(EXERCISE PROMPT) Copy all of the data below word for word, keeping every line unchanged.

(EXTRACTED RECORDS)
####
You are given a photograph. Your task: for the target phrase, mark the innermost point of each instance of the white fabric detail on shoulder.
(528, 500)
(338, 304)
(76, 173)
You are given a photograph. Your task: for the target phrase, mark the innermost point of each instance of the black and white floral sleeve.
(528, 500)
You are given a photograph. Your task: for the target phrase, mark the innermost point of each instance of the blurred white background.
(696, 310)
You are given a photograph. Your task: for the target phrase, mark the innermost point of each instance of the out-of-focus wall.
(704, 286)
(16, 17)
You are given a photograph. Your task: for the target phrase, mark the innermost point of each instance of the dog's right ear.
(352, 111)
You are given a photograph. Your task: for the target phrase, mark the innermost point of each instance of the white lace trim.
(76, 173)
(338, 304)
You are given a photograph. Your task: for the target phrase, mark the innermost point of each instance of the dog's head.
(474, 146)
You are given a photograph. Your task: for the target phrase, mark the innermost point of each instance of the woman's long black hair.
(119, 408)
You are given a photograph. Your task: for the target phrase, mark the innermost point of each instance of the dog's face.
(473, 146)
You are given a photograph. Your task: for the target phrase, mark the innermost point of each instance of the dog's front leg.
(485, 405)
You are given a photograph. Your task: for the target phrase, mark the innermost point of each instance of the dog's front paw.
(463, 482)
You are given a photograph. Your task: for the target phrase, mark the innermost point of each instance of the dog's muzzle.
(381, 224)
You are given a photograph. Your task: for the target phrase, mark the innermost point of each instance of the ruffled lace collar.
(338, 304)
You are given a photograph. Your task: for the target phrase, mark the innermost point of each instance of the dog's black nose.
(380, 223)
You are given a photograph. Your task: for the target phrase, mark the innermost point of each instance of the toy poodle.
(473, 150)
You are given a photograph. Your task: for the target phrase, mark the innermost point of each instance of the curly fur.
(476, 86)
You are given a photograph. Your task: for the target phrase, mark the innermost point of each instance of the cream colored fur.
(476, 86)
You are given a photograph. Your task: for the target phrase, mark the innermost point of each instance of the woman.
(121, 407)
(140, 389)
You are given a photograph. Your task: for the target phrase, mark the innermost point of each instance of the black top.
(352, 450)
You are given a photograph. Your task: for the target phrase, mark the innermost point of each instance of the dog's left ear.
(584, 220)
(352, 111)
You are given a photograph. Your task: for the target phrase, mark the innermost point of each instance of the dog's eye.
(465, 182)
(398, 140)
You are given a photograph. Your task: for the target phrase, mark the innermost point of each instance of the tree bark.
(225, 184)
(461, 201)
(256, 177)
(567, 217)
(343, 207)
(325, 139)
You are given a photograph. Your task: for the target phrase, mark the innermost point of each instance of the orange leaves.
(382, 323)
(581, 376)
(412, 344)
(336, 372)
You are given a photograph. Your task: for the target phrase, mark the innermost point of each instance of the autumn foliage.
####
(COMPLETE RESPONSE)
You are given a photograph. Your task: for the target phrase, mark the innermost point of each instance of the white fabric detail on shoulder.
(528, 500)
(338, 304)
(76, 173)
You are given a photograph. Your task: for the target phrase, mark the innermost point of each instance of the black and white floral sleeve.
(528, 500)
You are given a photograph. Your task: for the target phrase, mark the innermost point of each instance of the blurred white background.
(696, 310)
You are given a photograph. Your task: for the target phrase, mark the innermost point of each instance of the out-of-focus wall.
(704, 286)
(16, 17)
You are given a photograph. Your task: for the target phrase, mark the innermost point of each instance of the dog's right ear.
(352, 111)
You are given a photograph. Your task: for the target phrase, mark the innermost point of each instance of the white lace trim.
(76, 173)
(338, 304)
You are given a photograph. Your task: for the target phrase, mark the innermost point of each instance of the dog's head.
(474, 146)
You are given a photograph. Your task: for the target phrase, mark the innermost point of each instance of the woman's long black hair.
(119, 408)
You are given a photograph. Your task: for the target phrase, mark the innermost point of each instance of the dog's face.
(473, 146)
You are given a photograph. Your task: for the target phrase, mark the innermost point of each instance of the dog's front leg.
(485, 405)
You are given a photograph. Your task: for the target phrase, mark the innermost point of each instance of the dog's front paw.
(463, 482)
You are given a photograph. Your task: for the target phrase, mark the innermost point of each instance of the dog's muzzle.
(381, 224)
You are given a photograph. Your task: for the target phrase, mark the innermost point of each instance of the ruffled lace collar.
(338, 304)
You are given a photograph. Your task: for the target phrase, mark the innermost point of each instance of the dog's black nose.
(380, 223)
You are given a photograph. Your task: for the target phrase, mark the innermost point of each instance of the toy poodle.
(473, 150)
You are given a photograph. Your task: for the target phrase, mark the innermost point of each instance of the curly fur.
(476, 86)
You are given a photograph. Your task: for the target phrase, mark the innermost point of each instance of the cream colored fur.
(476, 86)
You are given a photograph. Your task: for the target phrase, mark the innermost point of each instance of the woman.
(121, 407)
(140, 389)
You are given a photograph. Your task: for the target phrase, mark the innermost point of each instance of the black top.
(352, 450)
You are given a photograph. Your task: for the target phrase, mark the innermost point of each instance of the dog's left ear.
(584, 220)
(352, 111)
You are given a photograph. Your task: for the target phrase, mark the innermost point of each instance of the dog's eye.
(465, 182)
(398, 140)
You are given a photograph. Your task: for the target phrase, mark the innermost point of each instance of the tree bark.
(225, 184)
(461, 201)
(256, 177)
(567, 217)
(343, 207)
(325, 139)
You are given a photograph. Your task: for the target phrase, mark the innermost point of each instance of the orange leaves.
(382, 323)
(581, 376)
(412, 344)
(336, 372)
You are given a photograph. Your task: for the target phrase, mark the innermost point of each instance of the autumn foliage.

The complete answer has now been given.